* TO BE DONE *
Tally the lines in the entries below that contain the word "paved". Give only the number.

* DATA FOR THIS EXERCISE *

┄┄┄┄┄┄

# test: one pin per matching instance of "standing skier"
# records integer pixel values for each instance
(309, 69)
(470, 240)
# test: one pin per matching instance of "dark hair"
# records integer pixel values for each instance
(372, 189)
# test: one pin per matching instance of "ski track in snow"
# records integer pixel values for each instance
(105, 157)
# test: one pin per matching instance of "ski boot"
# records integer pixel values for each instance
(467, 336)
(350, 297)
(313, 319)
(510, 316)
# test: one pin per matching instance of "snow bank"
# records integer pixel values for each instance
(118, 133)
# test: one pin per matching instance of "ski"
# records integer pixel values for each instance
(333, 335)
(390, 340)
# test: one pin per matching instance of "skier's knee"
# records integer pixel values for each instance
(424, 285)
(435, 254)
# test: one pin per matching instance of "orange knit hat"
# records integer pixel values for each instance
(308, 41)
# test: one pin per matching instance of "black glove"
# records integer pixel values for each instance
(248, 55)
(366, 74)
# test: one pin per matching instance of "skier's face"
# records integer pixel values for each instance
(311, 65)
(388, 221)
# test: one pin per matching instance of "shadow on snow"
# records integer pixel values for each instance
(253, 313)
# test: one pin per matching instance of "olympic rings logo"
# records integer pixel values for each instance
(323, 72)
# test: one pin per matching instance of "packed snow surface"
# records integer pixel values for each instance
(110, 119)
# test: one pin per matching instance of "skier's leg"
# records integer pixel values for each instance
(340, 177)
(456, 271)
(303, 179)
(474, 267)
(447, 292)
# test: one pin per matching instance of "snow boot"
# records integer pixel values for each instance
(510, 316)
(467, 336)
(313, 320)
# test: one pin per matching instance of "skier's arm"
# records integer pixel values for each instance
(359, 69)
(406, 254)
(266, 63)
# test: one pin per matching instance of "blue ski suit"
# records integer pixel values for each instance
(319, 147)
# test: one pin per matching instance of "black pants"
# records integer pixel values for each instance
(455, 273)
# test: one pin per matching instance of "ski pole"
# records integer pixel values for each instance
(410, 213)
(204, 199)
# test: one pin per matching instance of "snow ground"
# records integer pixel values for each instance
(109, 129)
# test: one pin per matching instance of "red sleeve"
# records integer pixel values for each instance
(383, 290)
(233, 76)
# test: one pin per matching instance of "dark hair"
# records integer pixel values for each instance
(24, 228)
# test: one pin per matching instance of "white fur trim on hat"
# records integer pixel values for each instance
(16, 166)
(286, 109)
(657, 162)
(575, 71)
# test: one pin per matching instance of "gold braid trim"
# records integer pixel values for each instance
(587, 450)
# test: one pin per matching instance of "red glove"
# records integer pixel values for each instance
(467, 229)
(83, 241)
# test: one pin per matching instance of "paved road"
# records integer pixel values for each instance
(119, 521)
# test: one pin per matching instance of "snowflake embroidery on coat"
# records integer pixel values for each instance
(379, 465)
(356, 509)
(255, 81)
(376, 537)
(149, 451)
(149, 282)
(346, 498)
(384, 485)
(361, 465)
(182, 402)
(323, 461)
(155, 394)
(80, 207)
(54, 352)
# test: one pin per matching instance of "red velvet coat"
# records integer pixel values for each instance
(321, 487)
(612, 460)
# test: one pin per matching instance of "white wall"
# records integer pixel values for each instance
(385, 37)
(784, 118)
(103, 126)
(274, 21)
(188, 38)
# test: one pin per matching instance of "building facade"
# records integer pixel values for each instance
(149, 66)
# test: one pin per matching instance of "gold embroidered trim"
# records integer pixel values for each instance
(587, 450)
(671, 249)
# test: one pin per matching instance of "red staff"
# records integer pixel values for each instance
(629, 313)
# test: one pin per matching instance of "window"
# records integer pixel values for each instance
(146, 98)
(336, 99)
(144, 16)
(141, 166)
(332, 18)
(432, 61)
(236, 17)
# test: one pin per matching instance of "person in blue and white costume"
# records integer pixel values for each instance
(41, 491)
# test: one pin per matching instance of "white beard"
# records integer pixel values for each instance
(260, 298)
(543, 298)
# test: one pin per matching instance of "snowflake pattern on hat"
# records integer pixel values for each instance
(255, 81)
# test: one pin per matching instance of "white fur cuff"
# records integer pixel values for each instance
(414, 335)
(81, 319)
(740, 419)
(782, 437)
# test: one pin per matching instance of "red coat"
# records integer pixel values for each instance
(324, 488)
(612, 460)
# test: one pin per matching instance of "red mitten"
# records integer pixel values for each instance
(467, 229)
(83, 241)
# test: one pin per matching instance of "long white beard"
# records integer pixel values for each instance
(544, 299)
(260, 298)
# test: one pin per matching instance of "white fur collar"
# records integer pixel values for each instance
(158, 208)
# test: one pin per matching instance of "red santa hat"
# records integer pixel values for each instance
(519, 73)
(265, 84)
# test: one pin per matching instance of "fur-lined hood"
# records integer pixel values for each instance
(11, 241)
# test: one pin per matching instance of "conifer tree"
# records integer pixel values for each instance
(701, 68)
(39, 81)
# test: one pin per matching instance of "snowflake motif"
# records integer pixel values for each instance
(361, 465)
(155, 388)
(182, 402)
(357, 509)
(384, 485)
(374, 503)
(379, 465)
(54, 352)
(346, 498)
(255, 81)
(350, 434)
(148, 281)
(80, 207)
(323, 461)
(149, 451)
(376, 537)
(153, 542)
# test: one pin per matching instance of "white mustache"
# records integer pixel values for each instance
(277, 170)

┄┄┄┄┄┄

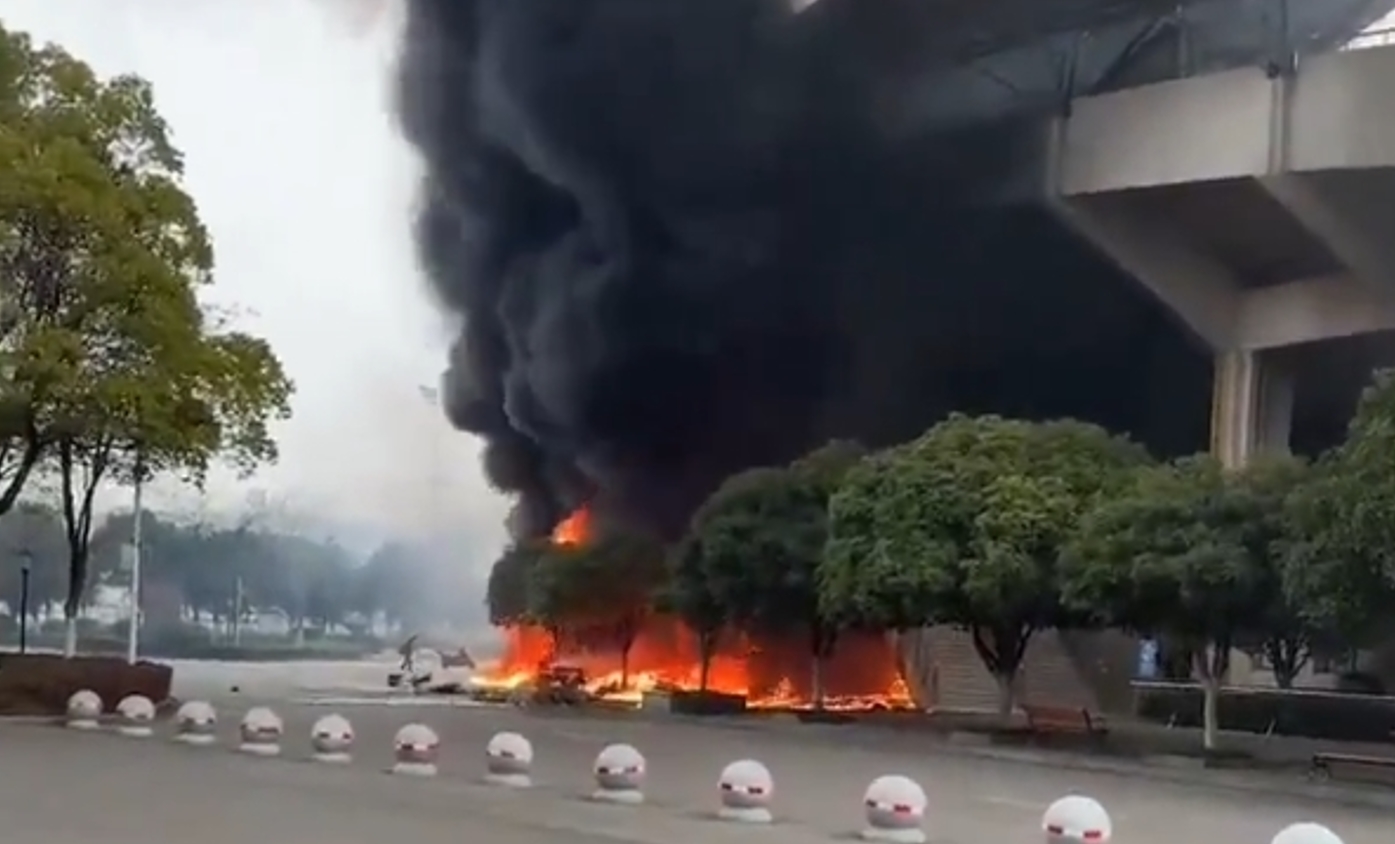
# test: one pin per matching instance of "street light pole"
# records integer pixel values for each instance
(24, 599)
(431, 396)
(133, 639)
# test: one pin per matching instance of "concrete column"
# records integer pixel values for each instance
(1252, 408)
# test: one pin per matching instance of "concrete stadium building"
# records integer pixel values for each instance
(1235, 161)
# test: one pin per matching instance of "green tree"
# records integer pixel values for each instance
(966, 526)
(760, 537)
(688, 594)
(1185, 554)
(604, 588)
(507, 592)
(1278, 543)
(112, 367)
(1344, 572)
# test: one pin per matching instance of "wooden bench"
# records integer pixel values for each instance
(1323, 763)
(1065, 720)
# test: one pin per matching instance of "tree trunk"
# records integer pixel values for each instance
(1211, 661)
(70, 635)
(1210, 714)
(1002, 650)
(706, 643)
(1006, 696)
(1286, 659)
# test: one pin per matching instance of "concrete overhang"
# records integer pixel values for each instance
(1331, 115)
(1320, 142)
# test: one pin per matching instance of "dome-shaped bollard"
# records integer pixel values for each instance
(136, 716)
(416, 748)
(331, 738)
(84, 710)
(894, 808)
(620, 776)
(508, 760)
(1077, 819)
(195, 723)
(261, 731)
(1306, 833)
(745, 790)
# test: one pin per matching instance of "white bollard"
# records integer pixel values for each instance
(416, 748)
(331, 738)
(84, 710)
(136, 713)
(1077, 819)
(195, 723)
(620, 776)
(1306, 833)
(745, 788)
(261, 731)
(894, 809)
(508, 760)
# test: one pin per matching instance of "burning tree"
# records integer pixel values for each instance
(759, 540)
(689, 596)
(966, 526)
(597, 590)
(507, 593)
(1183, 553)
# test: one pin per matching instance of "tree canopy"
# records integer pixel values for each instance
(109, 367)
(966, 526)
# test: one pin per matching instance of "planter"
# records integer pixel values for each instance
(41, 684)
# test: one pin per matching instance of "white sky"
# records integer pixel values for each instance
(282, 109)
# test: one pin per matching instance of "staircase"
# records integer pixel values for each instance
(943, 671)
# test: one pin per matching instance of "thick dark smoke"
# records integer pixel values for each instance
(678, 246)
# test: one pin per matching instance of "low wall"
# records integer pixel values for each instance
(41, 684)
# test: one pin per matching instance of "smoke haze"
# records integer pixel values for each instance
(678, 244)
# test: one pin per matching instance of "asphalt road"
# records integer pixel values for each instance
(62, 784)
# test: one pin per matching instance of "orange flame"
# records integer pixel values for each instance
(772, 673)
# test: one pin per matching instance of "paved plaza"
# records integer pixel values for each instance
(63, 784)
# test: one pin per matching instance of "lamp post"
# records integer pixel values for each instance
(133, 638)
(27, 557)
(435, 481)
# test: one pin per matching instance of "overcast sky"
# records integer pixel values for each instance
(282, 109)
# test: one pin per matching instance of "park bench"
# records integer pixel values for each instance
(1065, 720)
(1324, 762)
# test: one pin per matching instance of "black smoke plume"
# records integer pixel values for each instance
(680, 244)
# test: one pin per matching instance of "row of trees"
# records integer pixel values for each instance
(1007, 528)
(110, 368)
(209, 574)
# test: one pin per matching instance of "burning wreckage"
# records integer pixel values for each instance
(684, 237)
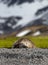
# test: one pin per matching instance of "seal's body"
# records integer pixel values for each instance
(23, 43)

┄┄┄┄┄┄

* FINISHED EXERCISE *
2